— begin SUPPLIED MATERIAL —
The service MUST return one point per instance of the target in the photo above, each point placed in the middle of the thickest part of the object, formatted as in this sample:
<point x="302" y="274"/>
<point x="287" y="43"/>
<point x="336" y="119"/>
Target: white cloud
— end SUPPLIED MATERIAL —
Reproduce the listing in full. Keep it exactly as written.

RESULT FOR THIS TASK:
The service MUST return one point per instance of the target in the photo above, each point placed in the middle of the thickest part of the object, formatted as in this sample:
<point x="302" y="274"/>
<point x="287" y="43"/>
<point x="336" y="119"/>
Target: white cloud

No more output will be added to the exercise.